### Données fournies:
━━━
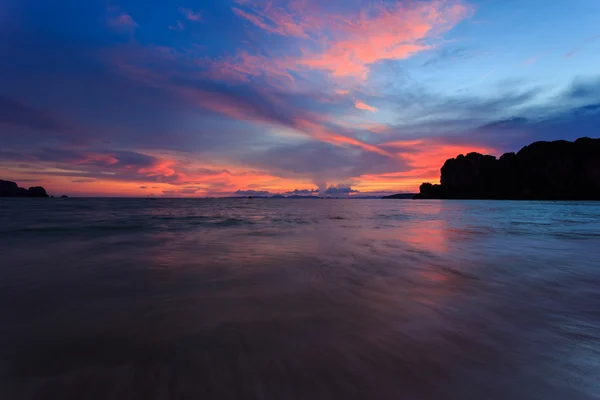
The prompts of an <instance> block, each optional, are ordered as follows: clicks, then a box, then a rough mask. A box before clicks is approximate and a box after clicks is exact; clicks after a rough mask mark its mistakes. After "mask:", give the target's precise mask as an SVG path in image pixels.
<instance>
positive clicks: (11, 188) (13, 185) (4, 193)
mask: <svg viewBox="0 0 600 400" xmlns="http://www.w3.org/2000/svg"><path fill="white" fill-rule="evenodd" d="M18 195H19V187H18V186H17V184H16V183H14V182H11V181H2V180H0V197H17V196H18Z"/></svg>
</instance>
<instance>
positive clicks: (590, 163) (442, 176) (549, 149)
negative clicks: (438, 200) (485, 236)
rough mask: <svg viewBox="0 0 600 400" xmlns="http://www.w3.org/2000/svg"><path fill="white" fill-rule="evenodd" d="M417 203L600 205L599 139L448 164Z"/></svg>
mask: <svg viewBox="0 0 600 400" xmlns="http://www.w3.org/2000/svg"><path fill="white" fill-rule="evenodd" d="M419 189H420V192H419V194H417V195H416V196H415V197H414V198H415V199H491V200H600V139H592V138H588V137H583V138H579V139H577V140H575V141H574V142H569V141H566V140H558V141H553V142H535V143H532V144H530V145H528V146H525V147H523V148H522V149H521V150H519V151H518V152H517V153H506V154H503V155H502V156H501V157H500V158H499V159H497V158H496V157H494V156H491V155H482V154H479V153H469V154H467V155H466V156H465V155H462V154H461V155H459V156H457V157H456V158H451V159H449V160H447V161H446V162H445V163H444V165H443V166H442V168H441V178H440V184H431V183H423V184H422V185H421V187H420V188H419Z"/></svg>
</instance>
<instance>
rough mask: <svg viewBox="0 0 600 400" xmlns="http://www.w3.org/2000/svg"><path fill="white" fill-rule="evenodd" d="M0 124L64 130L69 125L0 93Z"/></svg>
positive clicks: (23, 126)
mask: <svg viewBox="0 0 600 400" xmlns="http://www.w3.org/2000/svg"><path fill="white" fill-rule="evenodd" d="M0 124H10V125H16V126H23V127H27V128H32V129H40V130H50V131H55V132H64V131H67V130H69V128H70V127H69V126H68V125H67V124H66V123H65V122H63V121H62V120H61V119H60V118H57V117H55V116H53V115H51V114H50V113H48V112H45V111H42V110H39V109H36V108H33V107H30V106H28V105H27V104H25V103H22V102H20V101H18V100H14V99H11V98H8V97H5V96H2V95H1V94H0Z"/></svg>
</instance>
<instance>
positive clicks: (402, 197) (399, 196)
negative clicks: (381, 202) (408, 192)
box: [382, 193, 415, 199]
mask: <svg viewBox="0 0 600 400" xmlns="http://www.w3.org/2000/svg"><path fill="white" fill-rule="evenodd" d="M414 197H415V194H414V193H398V194H392V195H390V196H383V197H382V199H412V198H414Z"/></svg>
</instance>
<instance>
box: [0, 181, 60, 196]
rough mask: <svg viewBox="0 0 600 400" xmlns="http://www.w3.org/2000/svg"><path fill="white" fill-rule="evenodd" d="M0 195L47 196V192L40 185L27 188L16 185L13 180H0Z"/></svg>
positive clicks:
━━━
### Consigne:
Indiquez combien de lignes des données fournies contiennent la chaîne "negative". Répondez uniquement par ce nombre.

### Réponse:
2